Repeat the lines that follow, leaving nothing out.

- - - - - - -

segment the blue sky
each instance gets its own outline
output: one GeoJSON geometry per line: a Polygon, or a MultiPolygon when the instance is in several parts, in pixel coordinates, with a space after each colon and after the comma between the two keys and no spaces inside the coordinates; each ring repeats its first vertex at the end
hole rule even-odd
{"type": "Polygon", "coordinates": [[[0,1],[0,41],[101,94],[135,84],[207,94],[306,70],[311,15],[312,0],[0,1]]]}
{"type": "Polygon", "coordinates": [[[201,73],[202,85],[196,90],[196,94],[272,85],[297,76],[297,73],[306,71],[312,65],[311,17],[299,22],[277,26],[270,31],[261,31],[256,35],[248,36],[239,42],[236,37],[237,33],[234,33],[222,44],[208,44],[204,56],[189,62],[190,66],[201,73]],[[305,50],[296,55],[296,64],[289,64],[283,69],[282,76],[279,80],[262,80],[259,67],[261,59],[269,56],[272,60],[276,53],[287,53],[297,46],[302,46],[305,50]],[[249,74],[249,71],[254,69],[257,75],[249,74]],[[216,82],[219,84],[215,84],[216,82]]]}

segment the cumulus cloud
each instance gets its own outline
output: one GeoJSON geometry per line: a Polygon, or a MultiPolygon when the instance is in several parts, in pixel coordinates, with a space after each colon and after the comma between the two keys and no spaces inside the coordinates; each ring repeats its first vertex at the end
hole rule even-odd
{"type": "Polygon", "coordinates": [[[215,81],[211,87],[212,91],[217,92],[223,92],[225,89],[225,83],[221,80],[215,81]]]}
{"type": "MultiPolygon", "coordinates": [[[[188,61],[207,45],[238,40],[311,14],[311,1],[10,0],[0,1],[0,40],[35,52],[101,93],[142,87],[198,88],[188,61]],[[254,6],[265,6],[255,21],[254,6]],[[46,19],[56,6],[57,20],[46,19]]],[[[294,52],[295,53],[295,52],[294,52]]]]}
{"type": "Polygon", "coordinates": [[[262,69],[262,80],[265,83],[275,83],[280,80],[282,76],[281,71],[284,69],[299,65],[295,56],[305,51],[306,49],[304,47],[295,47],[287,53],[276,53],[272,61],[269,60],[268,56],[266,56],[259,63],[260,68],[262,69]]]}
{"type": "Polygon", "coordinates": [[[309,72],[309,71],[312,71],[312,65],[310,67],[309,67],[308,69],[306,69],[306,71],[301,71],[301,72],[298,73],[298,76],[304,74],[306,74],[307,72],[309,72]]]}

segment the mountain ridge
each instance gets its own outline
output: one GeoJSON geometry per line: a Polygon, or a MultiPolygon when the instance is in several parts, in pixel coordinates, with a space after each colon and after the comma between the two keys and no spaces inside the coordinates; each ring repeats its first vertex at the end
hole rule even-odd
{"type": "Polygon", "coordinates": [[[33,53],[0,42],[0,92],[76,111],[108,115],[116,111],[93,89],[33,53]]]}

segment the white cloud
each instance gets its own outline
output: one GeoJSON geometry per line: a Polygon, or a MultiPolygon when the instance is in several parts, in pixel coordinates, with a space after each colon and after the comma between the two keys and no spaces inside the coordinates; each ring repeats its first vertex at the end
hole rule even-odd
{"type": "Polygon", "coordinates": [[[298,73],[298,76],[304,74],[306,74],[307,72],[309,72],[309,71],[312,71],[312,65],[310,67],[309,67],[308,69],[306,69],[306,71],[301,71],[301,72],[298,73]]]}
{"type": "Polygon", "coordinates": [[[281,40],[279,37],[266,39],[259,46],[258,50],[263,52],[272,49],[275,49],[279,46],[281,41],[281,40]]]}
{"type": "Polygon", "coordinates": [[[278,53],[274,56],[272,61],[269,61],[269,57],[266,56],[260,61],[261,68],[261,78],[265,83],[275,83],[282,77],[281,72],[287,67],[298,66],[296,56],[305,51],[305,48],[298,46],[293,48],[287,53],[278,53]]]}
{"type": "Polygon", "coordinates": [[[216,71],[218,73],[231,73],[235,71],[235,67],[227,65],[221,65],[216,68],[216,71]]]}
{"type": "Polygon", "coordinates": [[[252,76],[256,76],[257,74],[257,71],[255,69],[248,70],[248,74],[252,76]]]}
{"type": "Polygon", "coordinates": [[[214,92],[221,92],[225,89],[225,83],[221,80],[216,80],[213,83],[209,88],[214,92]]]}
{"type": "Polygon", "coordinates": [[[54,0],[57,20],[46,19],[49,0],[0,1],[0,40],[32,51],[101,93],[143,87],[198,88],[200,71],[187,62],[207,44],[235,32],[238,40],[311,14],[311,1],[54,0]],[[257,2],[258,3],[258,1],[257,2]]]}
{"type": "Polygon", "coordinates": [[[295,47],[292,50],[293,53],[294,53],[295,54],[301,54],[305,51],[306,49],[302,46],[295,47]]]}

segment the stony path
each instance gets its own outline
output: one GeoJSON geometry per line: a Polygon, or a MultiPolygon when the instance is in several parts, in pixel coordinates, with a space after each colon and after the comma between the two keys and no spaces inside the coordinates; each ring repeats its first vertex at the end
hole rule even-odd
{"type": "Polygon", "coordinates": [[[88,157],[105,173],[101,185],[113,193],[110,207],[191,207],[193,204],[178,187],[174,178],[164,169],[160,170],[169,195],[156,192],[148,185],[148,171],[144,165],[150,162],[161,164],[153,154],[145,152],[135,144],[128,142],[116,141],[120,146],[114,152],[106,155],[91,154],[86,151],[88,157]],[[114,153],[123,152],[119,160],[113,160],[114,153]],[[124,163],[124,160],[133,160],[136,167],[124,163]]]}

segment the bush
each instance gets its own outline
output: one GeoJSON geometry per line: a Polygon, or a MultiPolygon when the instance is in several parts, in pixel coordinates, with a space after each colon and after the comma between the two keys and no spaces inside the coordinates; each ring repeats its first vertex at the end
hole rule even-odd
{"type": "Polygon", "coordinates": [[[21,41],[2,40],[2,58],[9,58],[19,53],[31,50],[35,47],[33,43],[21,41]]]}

- - - - - - -

Solution for this problem:
segment the blue sky
each instance gets its own outline
output: one GeoJSON geometry per line: a Polygon, or a MultiPolygon when the instance is in several parts, in pixel coordinates, with a space after each colon and after the comma between the two keys and no spaces inside the coordinates; each ring repeats its first vertex at the end
hole rule even-odd
{"type": "Polygon", "coordinates": [[[0,1],[0,41],[101,94],[135,84],[207,94],[306,70],[311,15],[312,0],[0,1]]]}
{"type": "Polygon", "coordinates": [[[201,73],[202,85],[196,90],[196,94],[272,85],[297,76],[297,73],[306,71],[312,65],[311,17],[299,22],[277,26],[270,31],[261,31],[256,35],[248,36],[239,42],[236,37],[237,33],[234,33],[222,44],[208,44],[204,56],[189,62],[190,66],[201,73]],[[305,50],[296,55],[296,64],[289,64],[283,69],[282,76],[279,80],[262,80],[259,67],[261,59],[269,56],[272,60],[276,53],[287,53],[297,46],[302,46],[305,50]],[[249,74],[249,71],[254,69],[257,75],[249,74]],[[216,82],[219,84],[215,84],[216,82]]]}

segment the cumulus cloud
each instance gets its own outline
output: one GeoJSON geometry per line: a Polygon, or a MultiPolygon when the instance is in several parts, in pixel coordinates, with a space after each colon and after the comma between the two keys and no spaces inside the coordinates; each ring repeats its first vertex at the end
hole rule even-odd
{"type": "Polygon", "coordinates": [[[215,81],[211,87],[212,91],[217,92],[223,92],[225,89],[225,83],[221,80],[215,81]]]}
{"type": "MultiPolygon", "coordinates": [[[[188,61],[207,45],[238,40],[311,14],[311,1],[10,0],[0,1],[0,40],[35,52],[101,93],[142,87],[198,88],[188,61]],[[254,6],[265,6],[255,21],[254,6]],[[46,19],[56,6],[57,20],[46,19]]],[[[294,52],[295,53],[295,52],[294,52]]]]}
{"type": "Polygon", "coordinates": [[[262,69],[262,80],[265,83],[275,83],[280,80],[282,76],[281,71],[284,69],[299,65],[295,56],[305,51],[306,49],[304,47],[295,47],[287,53],[276,53],[272,61],[269,60],[268,56],[266,56],[259,63],[260,68],[262,69]]]}
{"type": "Polygon", "coordinates": [[[309,72],[309,71],[312,71],[312,65],[310,67],[309,67],[308,69],[306,69],[306,71],[301,71],[301,72],[298,73],[298,76],[304,74],[306,74],[307,72],[309,72]]]}

segment the mountain ridge
each instance gets its own outline
output: one GeoJSON geometry per line: a Polygon, or a MultiPolygon when the instance is in several parts, in pixel coordinates, with a space after each colon and after the comma between the two keys and no spaces inside the coordinates; each ring repeats its first vertex at the end
hole rule even-odd
{"type": "Polygon", "coordinates": [[[33,53],[0,42],[0,92],[76,111],[108,115],[116,111],[93,89],[33,53]]]}

segment the white cloud
each instance gets its own outline
output: one GeoJSON geometry per line: a Polygon, or a MultiPolygon when the instance is in several parts, in pixel coordinates, with a space after each colon and after the comma between the two keys and no spaces inside the coordinates; each ring repeats its first vertex at the end
hole rule even-odd
{"type": "Polygon", "coordinates": [[[298,73],[298,76],[304,74],[306,74],[307,72],[309,72],[309,71],[312,71],[312,65],[310,67],[309,67],[308,69],[306,69],[306,71],[301,71],[301,72],[298,73]]]}
{"type": "Polygon", "coordinates": [[[281,40],[279,37],[266,39],[259,46],[258,50],[263,52],[272,49],[275,49],[279,46],[281,41],[281,40]]]}
{"type": "Polygon", "coordinates": [[[278,53],[274,56],[272,61],[269,61],[269,57],[266,56],[260,61],[261,68],[261,78],[265,83],[275,83],[282,77],[281,72],[287,67],[298,66],[296,56],[305,51],[305,48],[298,46],[293,48],[287,53],[278,53]]]}
{"type": "Polygon", "coordinates": [[[216,71],[218,73],[231,73],[235,71],[235,67],[227,65],[221,65],[216,68],[216,71]]]}
{"type": "Polygon", "coordinates": [[[252,76],[256,76],[257,74],[257,71],[255,69],[248,70],[248,74],[252,76]]]}
{"type": "Polygon", "coordinates": [[[214,92],[221,92],[225,89],[225,83],[221,80],[216,80],[213,83],[209,88],[214,92]]]}
{"type": "Polygon", "coordinates": [[[54,0],[57,20],[46,19],[49,0],[0,1],[0,40],[32,51],[101,93],[143,87],[198,88],[200,71],[187,62],[207,44],[235,32],[238,40],[311,14],[311,1],[54,0]],[[257,2],[258,3],[258,1],[257,2]]]}
{"type": "Polygon", "coordinates": [[[295,47],[292,50],[293,53],[294,53],[295,54],[301,54],[305,51],[306,49],[302,46],[295,47]]]}

segment the stony path
each instance gets its own outline
output: one GeoJSON geometry per line: a Polygon, or a MultiPolygon when the instance is in several parts, in pixel coordinates, with a space after each colon and after the comma between the two keys and no spaces inside the coordinates; each ring repeats its first vertex at the end
hole rule even-odd
{"type": "Polygon", "coordinates": [[[88,157],[105,173],[101,185],[113,193],[110,207],[191,207],[193,204],[178,187],[174,178],[164,169],[160,170],[169,195],[156,192],[148,185],[148,171],[144,165],[150,162],[161,164],[153,154],[145,152],[135,144],[128,142],[116,141],[120,146],[114,152],[106,155],[91,154],[86,151],[88,157]],[[114,153],[123,152],[119,160],[113,160],[114,153]],[[124,163],[124,160],[133,160],[136,167],[124,163]]]}

segment the bush
each instance gets its own outline
output: one GeoJSON geometry per line: a Polygon, or a MultiPolygon when the instance is in several parts, in pixel coordinates, with a space after each colon and after the comma between the two keys and no spaces inside the coordinates; each ring repeats its first vertex at the end
hole rule even-odd
{"type": "Polygon", "coordinates": [[[21,41],[2,40],[2,58],[9,58],[19,53],[31,50],[35,47],[33,43],[21,41]]]}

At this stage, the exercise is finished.